DOCUMENT SECTION:
[Start]
Its day two of my three day stay on Knoydart and the weather forecast isn’t that good with rain forecast to spread in during the afternoon. Rather than get caught out on the mountains in bad weather I’m opting to walk low level today and head out to see what the hamlet of Airor has to offer. Staying at the Foundation Bunkhouse in Inverie I am the only person in my eight bed dormitory and even in the kitchen there is hardly anyone around.
Setting off by 8.30am I’m going to get the hardest bit of the walk out of the way first before it rains. At least the walk back from Airor is on a road and hence no problem with tall vegetation to wade through. One line of thought is to follow the good track all the way to Inverguseran then ford the Abhainn Inbhir Ghuiserein near its mouth as some maps mark ‘stepping stones’ but my timing will coincide with the high tide. A wiser and safer choice is to stay on the southwest side of the river and work my way the down to the coast despite no path shown on the map and this may mean a walk of two miles over difficult terrain.
[End]
WRITTEN EXERCISE A: Turn the records starting at the line containing "Reviewer note: make sure each instance of the lawn" and ending at the line containing "[(497, 807)]" into a numbered list, skipping blank lines and leaving out the pictures.

TASK MATERIAL:
[Start]
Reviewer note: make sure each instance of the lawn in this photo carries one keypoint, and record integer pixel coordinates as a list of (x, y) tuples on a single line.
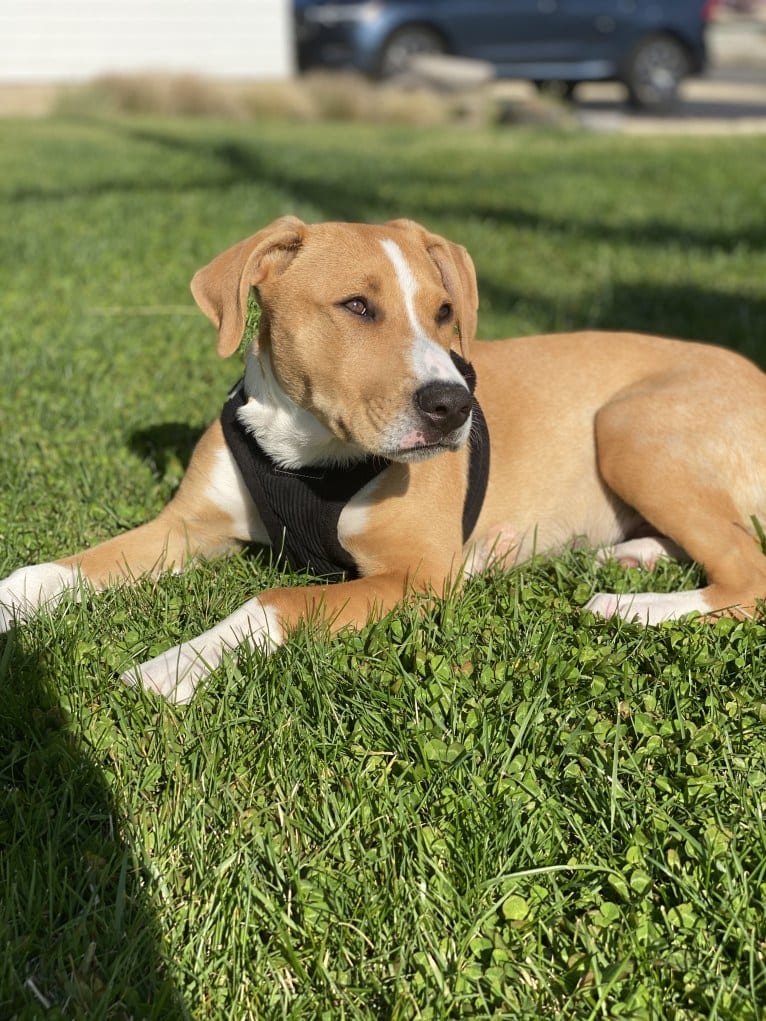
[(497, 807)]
[End]
[Start]
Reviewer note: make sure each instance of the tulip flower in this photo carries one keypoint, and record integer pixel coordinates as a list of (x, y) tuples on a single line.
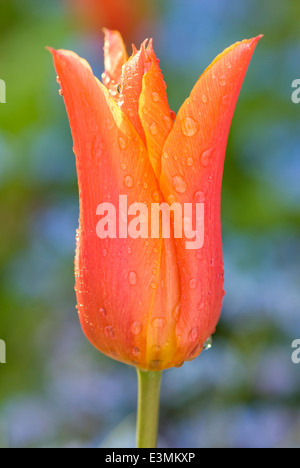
[End]
[Start]
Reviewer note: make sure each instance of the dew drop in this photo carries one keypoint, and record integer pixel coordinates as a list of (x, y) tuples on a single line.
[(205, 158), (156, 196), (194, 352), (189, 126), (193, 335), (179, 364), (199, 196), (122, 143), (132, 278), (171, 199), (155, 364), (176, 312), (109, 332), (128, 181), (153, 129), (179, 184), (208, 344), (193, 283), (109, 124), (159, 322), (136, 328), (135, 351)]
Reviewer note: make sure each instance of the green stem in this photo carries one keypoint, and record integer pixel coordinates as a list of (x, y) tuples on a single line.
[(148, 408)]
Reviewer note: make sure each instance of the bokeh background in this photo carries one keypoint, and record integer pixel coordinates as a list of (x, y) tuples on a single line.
[End]
WRITTEN EXERCISE B: In the Knoydart walk account, why does the writer decide against fording the Abhainn Inbhir Ghuiserein near its mouth?

FULL RESPONSE A:
1. Reviewer note: make sure each instance of the lawn in this photo carries one keypoint, and record integer pixel coordinates as a list of (x, y) tuples on a single line.
2. [(497, 807)]

FULL RESPONSE B: The writer's timing would coincide with the high tide, so fording near the mouth, where some maps mark stepping stones, is not safe. Staying on the southwest side of the river and working down to the coast is the wiser choice, even though the map shows no path there.